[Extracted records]
• • •
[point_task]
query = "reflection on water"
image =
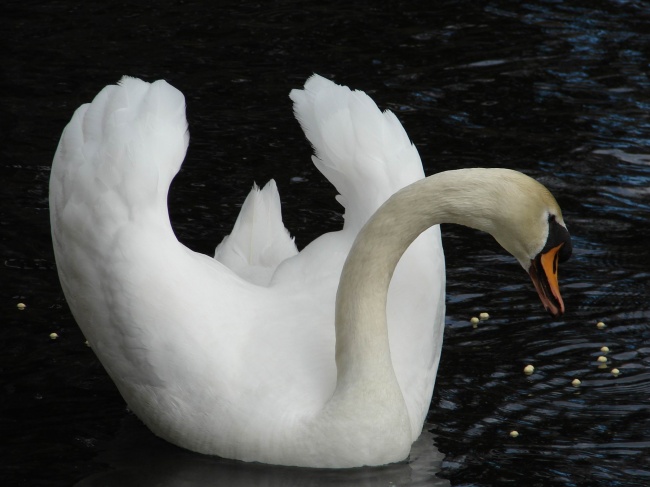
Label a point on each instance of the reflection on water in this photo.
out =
(556, 89)
(137, 458)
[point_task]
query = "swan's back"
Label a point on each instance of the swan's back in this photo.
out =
(207, 359)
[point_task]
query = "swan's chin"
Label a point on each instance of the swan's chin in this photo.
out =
(545, 281)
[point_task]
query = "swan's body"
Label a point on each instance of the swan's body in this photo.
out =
(245, 361)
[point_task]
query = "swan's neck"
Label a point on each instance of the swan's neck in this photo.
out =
(362, 348)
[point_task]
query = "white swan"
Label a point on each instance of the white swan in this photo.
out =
(245, 361)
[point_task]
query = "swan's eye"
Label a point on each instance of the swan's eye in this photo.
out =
(558, 235)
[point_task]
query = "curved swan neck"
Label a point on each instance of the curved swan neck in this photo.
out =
(362, 348)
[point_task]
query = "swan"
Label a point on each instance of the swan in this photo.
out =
(325, 357)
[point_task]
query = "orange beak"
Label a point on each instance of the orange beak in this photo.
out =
(543, 272)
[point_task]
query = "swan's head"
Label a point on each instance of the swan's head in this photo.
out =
(531, 228)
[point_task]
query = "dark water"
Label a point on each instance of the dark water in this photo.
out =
(556, 89)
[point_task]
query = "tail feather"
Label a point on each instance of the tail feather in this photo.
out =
(259, 241)
(363, 152)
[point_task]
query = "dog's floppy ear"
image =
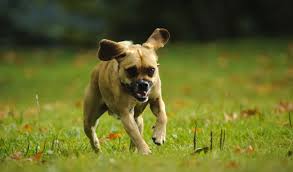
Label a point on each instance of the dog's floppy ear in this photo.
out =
(158, 39)
(109, 50)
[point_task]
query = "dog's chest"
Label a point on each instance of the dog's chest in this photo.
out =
(137, 110)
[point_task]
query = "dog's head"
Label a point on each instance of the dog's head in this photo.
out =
(138, 67)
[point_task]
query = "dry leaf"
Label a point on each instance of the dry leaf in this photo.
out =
(230, 117)
(198, 130)
(112, 136)
(78, 104)
(284, 106)
(16, 156)
(27, 128)
(232, 164)
(249, 149)
(249, 112)
(38, 156)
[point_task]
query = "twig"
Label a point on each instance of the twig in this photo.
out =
(38, 104)
(195, 137)
(211, 146)
(289, 114)
(221, 139)
(37, 149)
(44, 147)
(28, 147)
(224, 138)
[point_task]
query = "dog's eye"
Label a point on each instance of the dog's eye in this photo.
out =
• • •
# [Problem statement]
Looking at the records, report the number of lines that hold the string "head", with no other text.

# [Written solution]
4